**Data supplied**.
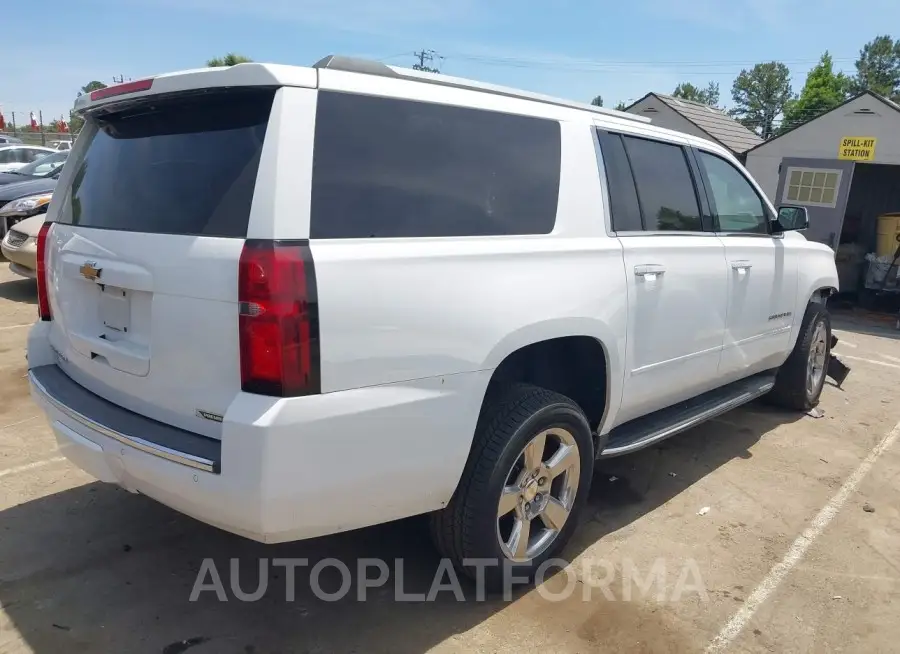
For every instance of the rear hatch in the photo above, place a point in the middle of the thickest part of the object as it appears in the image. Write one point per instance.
(143, 258)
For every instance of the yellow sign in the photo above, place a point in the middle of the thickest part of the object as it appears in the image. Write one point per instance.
(857, 148)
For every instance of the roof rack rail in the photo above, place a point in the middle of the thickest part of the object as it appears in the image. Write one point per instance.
(368, 67)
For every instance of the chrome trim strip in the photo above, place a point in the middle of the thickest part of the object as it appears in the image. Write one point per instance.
(132, 441)
(687, 424)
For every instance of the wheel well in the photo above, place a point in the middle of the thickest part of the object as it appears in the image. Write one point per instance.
(574, 366)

**What needs to be done**.
Give the entries again word for word, but skip the pictures.

**Reply**.
For every instance of the rear hatch in the photo above, place a point in the middle of the thickest part of the object as it appears in the image. Write one point per instance.
(143, 258)
For every instance of the yellow sign in the photo above, place a point in the middle of the thickest part of the object as it appears in the image. Write one point per instance.
(857, 148)
For every instance of the roof rack rail in the photo above, place a point in the middle of the thickest part of the object as it appears in the image. Write one point per instance.
(368, 67)
For every instance of the chrome trim strip in the photo above, place a point in the middle of the thickest part of the object as it appears in the image. Write one point per instance.
(132, 441)
(687, 424)
For every instance of the wheel well in the photo above, place a point in the middle of the thickest part of the object as it appears in the image. Write one point per instance.
(574, 366)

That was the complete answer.